— Владимир Павлович, как вы стали парашютистом-испытателем?
— Когда я учился в Киевском инженерно-авиационном училище, у нас был организован кружок парашютистов. Нас туда записалось около тридцати курсантов со всех факультетов. Три месяца шла подготовка на земле, постепенно курсанты отсеивались. В итоге до самого прыжка дошел только я и выполнил его 16 апреля 1977 года. А училище окончил в июле 1979-го. И в этот период я совершал прыжки как парашютист-спортсмен ДОСААФ.
После того как я окончил училище с отличием, меня распределили в один из закрытых научно-исследовательских институтов Минобороны в Московской области. И по ходу работы в НИИ я сталкивался с рядом организаций, в том числе с 8-м Государственным Краснознаменным научно-испытательным институтом (прежнее название Государственного летно-испытательного центра (ГЛИЦ) Минобороны). Одно из его подразделений занималось испытанием парашютных систем. Я решил перейти туда на работу, правда, пару лет пришлось подождать, но в 1982 году я оказался в этом подразделении. И спустя еще год я начал там работать инженером-испытателем людских парашютных систем. Впоследствии мне на этой работе дали возможность совершенствовать свою парашютную подготовку, но с оговоркой «в свободное время». Я посвятил этому пять своих отпусков. Когда я достиг высокого уровня подготовки, меня допустили к испытательным прыжкам, я стал парашютистом-испытателем.
В 1988 году я защитил кандидатскую диссертацию и стал заместителем начальника испытательного отдела. В 1990 году из ГЛИЦа перешел на работу в военпредство НИИ парашютостроения и прослужил здесь в должности старшего интруктора-испытателя парашютов и катапультных установок двадцать с лишним лет, до марта 2011 года. При достижении предельного возраста уволился в запас в звании полковника. А буквально через месяц вышел на работу в институт в должности парашютиста-испытателя и начальника испытательного отделения, в коей пребываю и по сей день.
— В чем особенность работы парашютиста-испытателя?
— Если сравнивать с другими парашютистскими специальностями — десантник, спасатель, спортсмен, — каждый выполняет прыжок с определенной целью. Поэтому, находясь на борту воздушного судна, каждый парашютист прорабатывает в голове свой будущий прыжок. Как отделиться от самолета, что делать в случае отказа основного купола и так далее. А специфика работы парашютиста-испытателя заключается в том, что он, совершая испытательный прыжок, должен быть готов к любому виду отказов парашютной техники, и если он с этим столкнулся, то должен понять, что случилось. Сейчас можно пользоваться маленькими видеокамерами, которые можно закрепить на себе и использовать как хорошее средство объективного контроля. Но раньше таких средств не было, и парашютист-испытатель должен был сам рассмотреть, что случилось, чтобы после приземления поделиться со специалистами своими наблюдениями.
— И это надо успеть сделать за секунды?
— Все зависит от высоты прыжка. Редкие испытательные прыжки совершаются с высоты ниже 800 метров, бывает, что и с четырех километров прыгаем. Чем больше высота, тем больше времени остается на действия в случае нештатной ситуации. Первое, что делает парашютист-испытатель при отказе, — это фиксирует высоту, на которой все случилось. Так можно понять, сколько времени осталось до опасного предела. Потом он оценивает характер нештатной работы парашютной системы, если есть возможность — пытается привести ее в рабочее состояние. Если не удается, то либо отцепляет неисправный купол и раскрывает запасной, либо запасная система вводится в действие автоматически.

————

» **ЗАДАНИЯ**:
**A)** Ответьте по интервью на вопросы, пометив ответы так же:
(i) Какого числа Владимир Павлович выполнил свой первый прыжок?
(ii) В каком году он защитил кандидатскую диссертацию?
(iii) Что парашютист-испытатель делает первым при отказе?
**B)** Укажите, в скольких строках записей встречается слово «mast»; в ответе дайте только число.

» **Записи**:

————

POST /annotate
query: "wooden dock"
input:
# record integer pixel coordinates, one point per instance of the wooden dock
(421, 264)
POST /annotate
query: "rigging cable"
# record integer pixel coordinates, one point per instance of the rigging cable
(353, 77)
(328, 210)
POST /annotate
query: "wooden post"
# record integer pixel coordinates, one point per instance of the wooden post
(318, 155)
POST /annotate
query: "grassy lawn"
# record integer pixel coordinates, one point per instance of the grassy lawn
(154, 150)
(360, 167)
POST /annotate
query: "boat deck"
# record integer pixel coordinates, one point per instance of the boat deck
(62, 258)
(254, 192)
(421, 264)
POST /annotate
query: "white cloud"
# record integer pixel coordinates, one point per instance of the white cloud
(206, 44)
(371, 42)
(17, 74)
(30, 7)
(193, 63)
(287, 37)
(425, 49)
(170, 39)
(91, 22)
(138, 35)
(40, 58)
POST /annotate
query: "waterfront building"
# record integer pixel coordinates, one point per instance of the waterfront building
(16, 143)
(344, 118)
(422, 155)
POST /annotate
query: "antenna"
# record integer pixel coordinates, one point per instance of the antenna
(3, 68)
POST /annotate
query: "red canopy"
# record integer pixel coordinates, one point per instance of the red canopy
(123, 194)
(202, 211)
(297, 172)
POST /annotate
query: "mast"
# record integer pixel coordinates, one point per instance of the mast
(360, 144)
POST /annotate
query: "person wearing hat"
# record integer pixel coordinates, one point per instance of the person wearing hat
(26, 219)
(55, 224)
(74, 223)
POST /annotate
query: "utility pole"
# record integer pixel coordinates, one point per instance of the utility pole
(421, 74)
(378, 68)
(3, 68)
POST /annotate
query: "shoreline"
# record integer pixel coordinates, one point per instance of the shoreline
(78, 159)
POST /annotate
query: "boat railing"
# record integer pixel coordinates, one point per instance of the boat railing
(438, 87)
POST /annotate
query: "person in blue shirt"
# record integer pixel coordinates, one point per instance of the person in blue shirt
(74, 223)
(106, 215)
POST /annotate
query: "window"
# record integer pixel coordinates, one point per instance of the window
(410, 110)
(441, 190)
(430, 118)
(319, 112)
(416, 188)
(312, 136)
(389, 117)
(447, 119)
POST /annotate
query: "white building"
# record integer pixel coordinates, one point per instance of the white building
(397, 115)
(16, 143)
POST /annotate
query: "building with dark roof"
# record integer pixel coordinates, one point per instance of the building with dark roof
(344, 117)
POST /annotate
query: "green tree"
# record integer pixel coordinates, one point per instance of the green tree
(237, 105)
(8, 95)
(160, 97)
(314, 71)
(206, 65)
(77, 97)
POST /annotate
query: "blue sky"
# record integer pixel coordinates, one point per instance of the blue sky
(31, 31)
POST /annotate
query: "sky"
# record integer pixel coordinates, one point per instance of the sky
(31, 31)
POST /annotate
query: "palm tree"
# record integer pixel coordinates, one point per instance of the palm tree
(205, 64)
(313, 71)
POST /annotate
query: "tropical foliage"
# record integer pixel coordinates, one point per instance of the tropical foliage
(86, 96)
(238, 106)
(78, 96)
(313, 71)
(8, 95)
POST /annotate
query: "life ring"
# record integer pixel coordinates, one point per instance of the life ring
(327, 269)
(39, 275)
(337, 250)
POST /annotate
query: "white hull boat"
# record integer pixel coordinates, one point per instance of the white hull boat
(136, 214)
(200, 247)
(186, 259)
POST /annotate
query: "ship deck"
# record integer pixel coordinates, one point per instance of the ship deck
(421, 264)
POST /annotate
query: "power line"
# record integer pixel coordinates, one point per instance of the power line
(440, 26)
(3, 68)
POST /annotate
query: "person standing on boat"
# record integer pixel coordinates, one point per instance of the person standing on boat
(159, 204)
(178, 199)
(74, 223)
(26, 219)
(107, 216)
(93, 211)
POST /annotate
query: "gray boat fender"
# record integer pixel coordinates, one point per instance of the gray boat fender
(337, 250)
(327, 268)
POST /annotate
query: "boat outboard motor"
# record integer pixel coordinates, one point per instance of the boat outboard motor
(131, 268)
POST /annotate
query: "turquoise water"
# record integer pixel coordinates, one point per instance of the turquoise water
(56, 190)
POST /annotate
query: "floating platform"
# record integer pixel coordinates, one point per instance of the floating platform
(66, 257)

————

» **РЕШЕНИЯ ЗАДАЧ**:
**A)**
(i) 16 апреля 1977 года.
(ii) В 1988 году.
(iii) Фиксирует высоту, на которой все случилось.

**B)** 2